• **Exercise directions**: The answer must be an exact copy of all the data below.

(Dataset records)
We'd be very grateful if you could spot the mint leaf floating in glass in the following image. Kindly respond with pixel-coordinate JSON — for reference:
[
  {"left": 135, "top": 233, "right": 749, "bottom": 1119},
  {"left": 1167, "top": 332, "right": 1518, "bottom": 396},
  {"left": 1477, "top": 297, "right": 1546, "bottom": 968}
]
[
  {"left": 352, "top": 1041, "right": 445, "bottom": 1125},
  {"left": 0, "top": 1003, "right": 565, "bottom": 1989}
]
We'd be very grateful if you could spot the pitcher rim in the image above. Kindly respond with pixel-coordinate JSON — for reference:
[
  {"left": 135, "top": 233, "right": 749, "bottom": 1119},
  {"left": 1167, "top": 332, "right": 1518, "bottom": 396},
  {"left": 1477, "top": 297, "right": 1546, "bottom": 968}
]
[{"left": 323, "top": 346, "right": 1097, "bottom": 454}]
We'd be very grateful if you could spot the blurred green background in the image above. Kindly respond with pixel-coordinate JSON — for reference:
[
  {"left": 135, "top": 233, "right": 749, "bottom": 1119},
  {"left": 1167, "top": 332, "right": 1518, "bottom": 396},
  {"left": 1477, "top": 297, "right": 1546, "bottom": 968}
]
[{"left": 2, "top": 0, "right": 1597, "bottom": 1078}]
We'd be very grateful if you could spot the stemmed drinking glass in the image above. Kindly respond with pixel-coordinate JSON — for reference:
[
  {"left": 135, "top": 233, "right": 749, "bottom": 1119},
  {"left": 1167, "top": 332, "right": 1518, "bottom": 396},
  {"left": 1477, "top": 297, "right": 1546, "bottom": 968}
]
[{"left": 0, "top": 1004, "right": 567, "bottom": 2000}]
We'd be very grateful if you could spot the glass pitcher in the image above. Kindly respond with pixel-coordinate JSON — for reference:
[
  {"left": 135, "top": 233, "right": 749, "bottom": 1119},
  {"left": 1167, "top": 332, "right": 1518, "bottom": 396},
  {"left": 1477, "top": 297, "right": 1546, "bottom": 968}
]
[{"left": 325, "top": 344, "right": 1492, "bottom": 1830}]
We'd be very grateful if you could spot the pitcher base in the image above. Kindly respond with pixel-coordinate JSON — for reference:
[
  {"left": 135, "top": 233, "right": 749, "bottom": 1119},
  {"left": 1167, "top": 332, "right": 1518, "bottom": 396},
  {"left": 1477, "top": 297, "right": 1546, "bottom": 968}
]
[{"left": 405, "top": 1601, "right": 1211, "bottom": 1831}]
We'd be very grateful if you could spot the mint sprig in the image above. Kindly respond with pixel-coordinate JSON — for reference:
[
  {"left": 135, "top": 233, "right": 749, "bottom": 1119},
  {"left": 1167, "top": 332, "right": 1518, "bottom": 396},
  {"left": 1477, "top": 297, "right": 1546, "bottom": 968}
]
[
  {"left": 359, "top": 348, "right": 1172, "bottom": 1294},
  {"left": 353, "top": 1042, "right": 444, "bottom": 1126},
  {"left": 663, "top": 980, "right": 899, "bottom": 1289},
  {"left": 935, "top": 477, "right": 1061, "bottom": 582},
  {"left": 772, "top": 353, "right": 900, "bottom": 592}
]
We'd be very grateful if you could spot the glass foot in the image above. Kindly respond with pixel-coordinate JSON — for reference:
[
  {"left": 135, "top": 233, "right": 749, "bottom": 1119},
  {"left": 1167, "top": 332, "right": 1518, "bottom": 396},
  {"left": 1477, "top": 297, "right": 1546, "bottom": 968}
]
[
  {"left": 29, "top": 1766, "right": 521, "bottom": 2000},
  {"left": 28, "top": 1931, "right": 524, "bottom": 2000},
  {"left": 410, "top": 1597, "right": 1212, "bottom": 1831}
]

• **Response to this task**:
We'd be very grateful if you could spot the mint leaf floating in glass in the following image. Kindly respond with pixel-coordinate JSON — for reference:
[
  {"left": 135, "top": 233, "right": 749, "bottom": 1119},
  {"left": 1167, "top": 332, "right": 1518, "bottom": 396},
  {"left": 1477, "top": 297, "right": 1546, "bottom": 968}
]
[
  {"left": 352, "top": 1041, "right": 445, "bottom": 1125},
  {"left": 0, "top": 1003, "right": 565, "bottom": 1989}
]
We'd be very grateful if you could spot the pitcher rim in the image above. Kindly respond with pixel-coordinate JSON — for reference:
[
  {"left": 135, "top": 233, "right": 749, "bottom": 1119},
  {"left": 1167, "top": 332, "right": 1518, "bottom": 396},
  {"left": 1477, "top": 297, "right": 1546, "bottom": 968}
]
[{"left": 323, "top": 346, "right": 1097, "bottom": 454}]
We'd be very grateful if you could spot the blurred green background in the image above. Kindly respond with pixel-coordinate JSON — for reference:
[
  {"left": 135, "top": 233, "right": 749, "bottom": 1119},
  {"left": 1167, "top": 332, "right": 1518, "bottom": 396},
  {"left": 1477, "top": 297, "right": 1546, "bottom": 968}
]
[{"left": 2, "top": 0, "right": 1597, "bottom": 1078}]
We'd be very grateful if you could spot the stemmed drinking glass in the image above. Kindly respond with pixel-coordinate JSON — for reference:
[
  {"left": 135, "top": 233, "right": 749, "bottom": 1119},
  {"left": 1167, "top": 332, "right": 1518, "bottom": 396},
  {"left": 1477, "top": 297, "right": 1546, "bottom": 968}
]
[{"left": 0, "top": 1004, "right": 567, "bottom": 2000}]
We'd be very grateful if you could spot the glass pitcher in the image above. Kindly respond with pixel-coordinate JSON — for reference:
[
  {"left": 135, "top": 233, "right": 749, "bottom": 1119},
  {"left": 1167, "top": 332, "right": 1518, "bottom": 396},
  {"left": 1477, "top": 297, "right": 1546, "bottom": 968}
]
[{"left": 325, "top": 344, "right": 1492, "bottom": 1830}]
We'd be very grateful if you could spot the pitcher base in the image above. Kindly respond with pixel-coordinate JSON — for reference:
[
  {"left": 135, "top": 233, "right": 749, "bottom": 1119},
  {"left": 1167, "top": 332, "right": 1518, "bottom": 396},
  {"left": 1477, "top": 297, "right": 1546, "bottom": 968}
]
[{"left": 405, "top": 1601, "right": 1211, "bottom": 1831}]
We'd be very grateful if you could spot the mint sprig in the image above. Kindly respond with pixel-coordinate JSON — for reference:
[
  {"left": 135, "top": 233, "right": 749, "bottom": 1119},
  {"left": 1167, "top": 332, "right": 1518, "bottom": 396},
  {"left": 1477, "top": 297, "right": 1546, "bottom": 968}
]
[
  {"left": 359, "top": 348, "right": 1172, "bottom": 1294},
  {"left": 353, "top": 1042, "right": 444, "bottom": 1126},
  {"left": 663, "top": 980, "right": 899, "bottom": 1289},
  {"left": 935, "top": 477, "right": 1061, "bottom": 582},
  {"left": 772, "top": 353, "right": 900, "bottom": 592}
]
We'd be very grateful if you could spot the glass foot in the image above. Kindly respond with pixel-coordinate JSON — for reference:
[
  {"left": 135, "top": 233, "right": 749, "bottom": 1119},
  {"left": 1167, "top": 332, "right": 1518, "bottom": 396},
  {"left": 1477, "top": 297, "right": 1546, "bottom": 968}
]
[
  {"left": 29, "top": 1766, "right": 521, "bottom": 2000},
  {"left": 28, "top": 1931, "right": 524, "bottom": 2000},
  {"left": 410, "top": 1597, "right": 1212, "bottom": 1831}
]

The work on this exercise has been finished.